### Aim of the exercise
Substitute "evening sky" for "night sky" in the listing from the line with "Identify a point on every instance of the advertising" up to and including the line with "x=510 y=248", and write out only those lines again with everything else left unchanged.

### Source data
++++
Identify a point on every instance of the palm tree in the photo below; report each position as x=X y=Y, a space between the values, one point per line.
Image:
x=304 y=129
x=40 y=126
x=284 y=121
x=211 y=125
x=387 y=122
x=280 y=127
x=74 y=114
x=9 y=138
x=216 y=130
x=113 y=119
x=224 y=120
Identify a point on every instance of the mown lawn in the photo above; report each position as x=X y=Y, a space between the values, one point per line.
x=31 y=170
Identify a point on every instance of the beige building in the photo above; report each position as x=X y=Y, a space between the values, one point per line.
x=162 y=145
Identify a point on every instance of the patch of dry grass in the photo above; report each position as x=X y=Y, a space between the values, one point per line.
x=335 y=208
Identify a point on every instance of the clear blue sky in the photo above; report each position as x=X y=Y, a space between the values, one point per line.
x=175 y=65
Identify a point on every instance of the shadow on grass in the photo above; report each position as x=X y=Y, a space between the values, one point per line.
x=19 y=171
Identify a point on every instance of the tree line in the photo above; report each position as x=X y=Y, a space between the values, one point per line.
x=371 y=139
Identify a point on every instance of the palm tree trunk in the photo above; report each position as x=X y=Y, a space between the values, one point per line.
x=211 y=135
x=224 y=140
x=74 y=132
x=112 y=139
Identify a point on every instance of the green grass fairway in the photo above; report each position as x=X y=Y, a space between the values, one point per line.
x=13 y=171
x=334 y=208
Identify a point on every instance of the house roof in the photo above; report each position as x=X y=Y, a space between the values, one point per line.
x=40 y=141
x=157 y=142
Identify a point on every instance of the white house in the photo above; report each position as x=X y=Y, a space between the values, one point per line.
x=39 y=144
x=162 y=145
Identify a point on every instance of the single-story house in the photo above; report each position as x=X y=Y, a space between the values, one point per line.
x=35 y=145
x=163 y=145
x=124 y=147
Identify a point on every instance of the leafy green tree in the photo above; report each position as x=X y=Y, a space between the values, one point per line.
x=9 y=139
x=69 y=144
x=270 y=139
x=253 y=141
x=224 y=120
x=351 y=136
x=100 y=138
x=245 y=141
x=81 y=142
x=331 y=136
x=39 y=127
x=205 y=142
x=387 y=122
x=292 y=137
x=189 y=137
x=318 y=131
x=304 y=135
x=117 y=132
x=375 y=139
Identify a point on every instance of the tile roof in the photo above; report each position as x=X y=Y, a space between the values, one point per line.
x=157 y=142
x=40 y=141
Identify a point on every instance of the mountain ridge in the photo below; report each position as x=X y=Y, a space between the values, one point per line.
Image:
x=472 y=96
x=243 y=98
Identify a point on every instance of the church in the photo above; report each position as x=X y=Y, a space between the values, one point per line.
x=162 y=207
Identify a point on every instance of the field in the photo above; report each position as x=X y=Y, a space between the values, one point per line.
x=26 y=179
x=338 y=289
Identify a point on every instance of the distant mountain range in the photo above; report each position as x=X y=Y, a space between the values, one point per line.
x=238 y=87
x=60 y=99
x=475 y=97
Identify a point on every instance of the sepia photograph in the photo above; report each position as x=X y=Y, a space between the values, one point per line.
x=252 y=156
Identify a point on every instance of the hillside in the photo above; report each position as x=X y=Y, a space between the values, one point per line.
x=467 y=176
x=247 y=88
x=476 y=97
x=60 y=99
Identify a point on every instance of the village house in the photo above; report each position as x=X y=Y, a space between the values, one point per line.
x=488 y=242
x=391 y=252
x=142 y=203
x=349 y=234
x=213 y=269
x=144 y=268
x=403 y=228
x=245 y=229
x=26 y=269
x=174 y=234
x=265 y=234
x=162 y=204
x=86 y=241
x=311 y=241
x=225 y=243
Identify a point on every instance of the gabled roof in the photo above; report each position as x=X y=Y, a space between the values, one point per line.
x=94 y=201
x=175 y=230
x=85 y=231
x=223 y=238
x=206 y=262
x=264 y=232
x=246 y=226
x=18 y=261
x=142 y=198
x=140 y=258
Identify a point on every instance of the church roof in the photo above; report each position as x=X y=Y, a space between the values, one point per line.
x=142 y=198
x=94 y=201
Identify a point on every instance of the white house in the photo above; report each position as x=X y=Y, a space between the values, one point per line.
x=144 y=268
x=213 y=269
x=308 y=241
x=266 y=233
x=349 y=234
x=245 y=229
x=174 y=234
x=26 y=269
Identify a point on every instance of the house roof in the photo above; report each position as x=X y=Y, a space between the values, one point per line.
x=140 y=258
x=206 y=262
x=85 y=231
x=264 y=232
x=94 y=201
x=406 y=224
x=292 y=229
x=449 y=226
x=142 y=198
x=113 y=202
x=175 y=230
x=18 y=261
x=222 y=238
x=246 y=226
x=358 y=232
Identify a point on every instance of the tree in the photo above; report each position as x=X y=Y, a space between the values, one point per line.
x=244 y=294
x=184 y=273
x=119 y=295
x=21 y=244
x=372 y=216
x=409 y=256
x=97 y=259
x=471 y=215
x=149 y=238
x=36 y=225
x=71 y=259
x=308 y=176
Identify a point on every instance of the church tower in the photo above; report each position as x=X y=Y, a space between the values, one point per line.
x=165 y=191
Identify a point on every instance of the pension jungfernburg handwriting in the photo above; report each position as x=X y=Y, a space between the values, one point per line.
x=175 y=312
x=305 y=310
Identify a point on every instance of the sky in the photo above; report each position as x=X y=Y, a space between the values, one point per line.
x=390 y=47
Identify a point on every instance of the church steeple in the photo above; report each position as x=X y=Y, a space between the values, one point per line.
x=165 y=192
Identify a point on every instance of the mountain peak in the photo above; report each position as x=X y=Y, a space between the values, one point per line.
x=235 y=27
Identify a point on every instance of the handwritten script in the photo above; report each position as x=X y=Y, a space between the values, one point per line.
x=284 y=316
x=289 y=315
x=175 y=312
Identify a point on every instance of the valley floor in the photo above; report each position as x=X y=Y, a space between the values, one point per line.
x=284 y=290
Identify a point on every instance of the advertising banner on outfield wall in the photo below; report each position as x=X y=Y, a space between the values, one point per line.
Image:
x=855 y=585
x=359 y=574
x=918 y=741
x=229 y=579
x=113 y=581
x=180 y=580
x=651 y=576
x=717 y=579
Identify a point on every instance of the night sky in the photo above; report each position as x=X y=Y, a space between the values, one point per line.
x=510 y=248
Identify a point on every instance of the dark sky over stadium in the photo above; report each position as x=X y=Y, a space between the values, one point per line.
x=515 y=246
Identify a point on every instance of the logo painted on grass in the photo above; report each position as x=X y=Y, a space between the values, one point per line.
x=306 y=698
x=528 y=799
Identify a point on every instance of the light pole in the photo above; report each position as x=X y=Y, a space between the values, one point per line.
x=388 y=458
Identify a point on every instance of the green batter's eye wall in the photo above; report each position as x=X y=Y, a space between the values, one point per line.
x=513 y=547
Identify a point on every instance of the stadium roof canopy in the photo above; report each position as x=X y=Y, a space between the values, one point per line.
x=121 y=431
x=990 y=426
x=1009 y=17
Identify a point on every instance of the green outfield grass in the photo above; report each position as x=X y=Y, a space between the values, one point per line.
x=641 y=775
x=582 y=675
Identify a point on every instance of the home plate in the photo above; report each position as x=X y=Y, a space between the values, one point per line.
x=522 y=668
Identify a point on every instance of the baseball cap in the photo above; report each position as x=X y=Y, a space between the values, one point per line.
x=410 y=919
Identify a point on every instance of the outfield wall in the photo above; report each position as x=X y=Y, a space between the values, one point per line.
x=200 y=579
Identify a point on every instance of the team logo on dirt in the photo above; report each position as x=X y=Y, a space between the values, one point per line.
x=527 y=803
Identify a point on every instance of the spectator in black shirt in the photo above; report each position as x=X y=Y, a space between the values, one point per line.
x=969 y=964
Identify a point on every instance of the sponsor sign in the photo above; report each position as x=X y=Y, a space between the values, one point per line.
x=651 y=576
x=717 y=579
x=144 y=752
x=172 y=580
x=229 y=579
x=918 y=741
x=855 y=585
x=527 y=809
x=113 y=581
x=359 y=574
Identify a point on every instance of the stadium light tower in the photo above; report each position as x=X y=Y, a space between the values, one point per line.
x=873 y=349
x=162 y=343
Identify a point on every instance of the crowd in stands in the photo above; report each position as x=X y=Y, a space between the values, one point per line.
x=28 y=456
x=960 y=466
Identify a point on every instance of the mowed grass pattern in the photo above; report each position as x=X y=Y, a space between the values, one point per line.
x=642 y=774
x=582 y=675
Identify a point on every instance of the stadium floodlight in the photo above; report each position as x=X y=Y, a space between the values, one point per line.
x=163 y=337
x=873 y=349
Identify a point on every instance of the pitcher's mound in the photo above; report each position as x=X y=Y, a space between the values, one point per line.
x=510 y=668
++++
### Answer for the task
Identify a point on every instance of the advertising banner on outfield wall in the photo below; report each position as x=X y=Y, a space between the values, one point per line.
Image:
x=855 y=585
x=359 y=574
x=918 y=741
x=229 y=579
x=113 y=581
x=180 y=580
x=651 y=576
x=717 y=579
Identify a point on every instance of the evening sky in the photo above; report each position as x=X y=Y, a space between the values, one point per line.
x=510 y=248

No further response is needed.